▶ [Quoted passage]:
───
Second starter of beef tartare, carpaccio of cauliflower and a cauliflower cream. This was OK – a bit underwhelming in itself. However, on a separate plate, a slice of toast topped with marrowbone and capers made up for any insipidness. This was flavour overload – soft marrow, salty caper, crunchy toast.
Tomato consommé came next. And this was the first really stand-out dish. A very clear consommé, tasting just of tomato as you hope tomato will taste. In the bottom of the bowl, some herbs and what is described as “tomato caviar” (in fact, little balls of tomato jelly, coloured black with squid ink).
Another TV dish – Muncaster crab salad, egg (although not for my wife) with English mustard mayo. Little to be said here – it was crab and egg salad with mayo.
The final introductory dish was the one that worked least well. Marinated scallops, sliced very thin, with a scattering of pea and broad bean. The dressing was ginger based and completely overpowered whatever delicate flavour the scallops may have had. It just meant they were just some “white stuff” in the bottom of the bowl.
───
▶ [What this exercise asks]:
1. Echo the passage of the tasting menu review starting at "Tomato consommé came" and ending at "with squid ink).", word for word.
2. Continue the tasting menu review from the point where it stops.

▶ [Information supplied]:
───
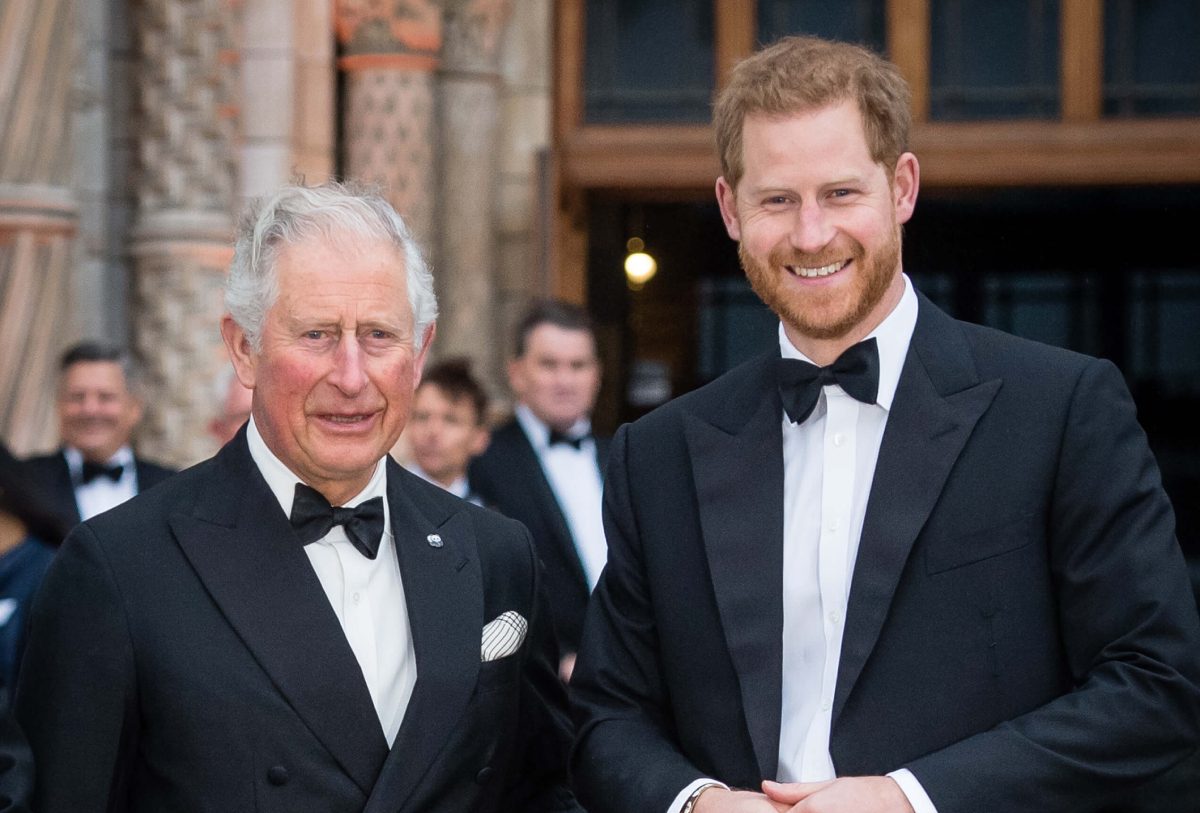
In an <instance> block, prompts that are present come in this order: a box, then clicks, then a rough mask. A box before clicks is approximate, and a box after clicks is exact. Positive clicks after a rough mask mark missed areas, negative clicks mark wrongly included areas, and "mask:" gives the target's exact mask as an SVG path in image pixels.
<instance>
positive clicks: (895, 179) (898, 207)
mask: <svg viewBox="0 0 1200 813" xmlns="http://www.w3.org/2000/svg"><path fill="white" fill-rule="evenodd" d="M919 191H920V164H918V163H917V156H914V155H913V153H912V152H905V153H904V155H902V156H900V159H899V161H896V171H895V174H894V176H893V180H892V203H893V205H894V206H895V211H896V223H907V222H908V219H910V218H911V217H912V212H913V210H914V209H916V207H917V193H918V192H919Z"/></svg>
───
▶ [Results in order]:
1.
Tomato consommé came next. And this was the first really stand-out dish. A very clear consommé, tasting just of tomato as you hope tomato will taste. In the bottom of the bowl, some herbs and what is described as “tomato caviar” (in fact, little balls of tomato jelly, coloured black with squid ink).

2.
The Lancashire hot pot then arrived. As mentioned earlier, we’d made a special request for this. The “standard” main course would have been a small slice of lamb loin, which fitted with the tasting menu. As it was, we were now eating a substantial meal. But needs must – this was a great dish. Although great care must have been taken to source the ingredients and even greater care to cook them, this was a Lancashire hotpot my mother would have recognised. It had not been cheffed about with. Just top quality meat, crispy potatoes, good stock. Alongside, some baby leeks and carrots. Working much less well was the pickled red cabbage which, like an earlier dish, had seen a heavy hand with the spicing – this time with cloves.
And that brought us to dessert – summer pudding and Lancashire cheese ice cream. As with the judging on the Great British Menu, we weren’t keen on the ice cream. It had neither a taste of cheese nor the “luxury taste” of good ice cream. It was just odd. But I still ate mine and most of my wife’s. But the summer pudding was spot on for taste – packed with currants giving the much needed sharpness.
We had coffee and petits fours back in the lounge. The meal was a bit of the curate’s egg – the consommé and the hotpot being standout “WOW” dishes; others being “less than WOW”. As part of an overnight package, this was an enjoyable meal. But, in truth, I’m not sure how I would felt if I’d just gone for dinner and paid the £75 asking price.
Posted 19 August 2009 - 06:42 AM
I had a very similar experience and did indeed use the term "curate's egg" when describing the meal to a friend who had only eaten at Mr. Haworth's pubs (The Three Fishes and the Highwayman) but never at Northcote Manor.
The meal was a bit of the curate’s egg – the consommé and the hotpot being standout “WOW” dishes; others being “less than WOW”. As part of an overnight package, this was an enjoyable meal. But, in truth, I’m not sure how I would felt if I’d just gone for dinner and paid the £75 asking price.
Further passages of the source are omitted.